Challenge 1: Update the part of the text on the 2023 Hyundai Santa Cruz that opens with the words containing "In the end, neither" and closes with "cheaper trim levels.", swapping "base engine" for "entry-level engine".
Challenge 2: According to the text on the 2023 Hyundai Santa Cruz, what fuel economy figure does the Ford Maverick's hybrid base powertrain achieve?

Text provided:
_ _ _ _ _
That’s still the case for the 2023 Hyundai Santa Cruz, but a big, whopping thing has changed: it now has a competitor. The Ford Maverick is another compact crossover pickup, meaning folks will inevitably line up their specs and do some cross-shopping. What they’re bound to find, though, are two very different vehicles beyond their basic size and vehicle architecture. The Santa Cruz has a lovely, tech-filled interior with a premium vibe and a cramped back seat. The Maverick is more utilitarian in appearance, materials and space. The Santa Cruz is shockingly fun to drive with its potent turbocharged engine, while the Maverick wows with its 37-mpg hybrid base powertrain. The Santa Cruz offers a bunch of clever bed features, while the Maverick has a larger, more conventional bed without the gizmos. The Santa Cruz is bold, athletic and unique in appearance, while the Maverick has its own boxy charm.
In the end, neither is better than the other. They’re just different. It’s best to view the Santa Cruz as an alternative to outdoorsy compact crossover SUVs. Its open bed is still far longer than an SUV’s cargo offers and obviously offers infinite height, while those clever bed features maintain the sort of security and all-weather protection provided by an SUV. If there’s a main issue it’s the slow and inefficient base engine, along with the much stronger turbo engine being unavailable on cheaper trim levels.
_ _ _ _ _
Data:
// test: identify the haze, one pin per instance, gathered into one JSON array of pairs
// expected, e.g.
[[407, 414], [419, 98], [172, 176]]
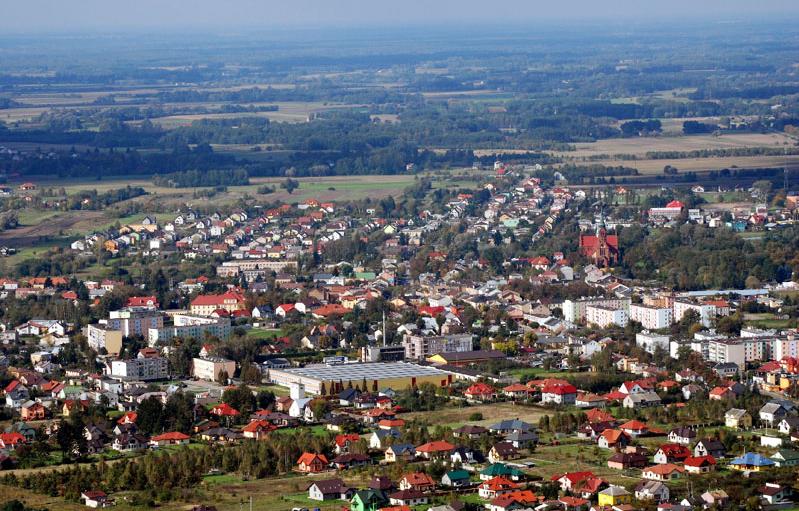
_ _ _ _ _
Complete response 1:
In the end, neither is better than the other. They’re just different. It’s best to view the Santa Cruz as an alternative to outdoorsy compact crossover SUVs. Its open bed is still far longer than an SUV’s cargo offers and obviously offers infinite height, while those clever bed features maintain the sort of security and all-weather protection provided by an SUV. If there’s a main issue it’s the slow and inefficient entry-level engine, along with the much stronger turbo engine being unavailable on cheaper trim levels.

Complete response 2: 37 mpg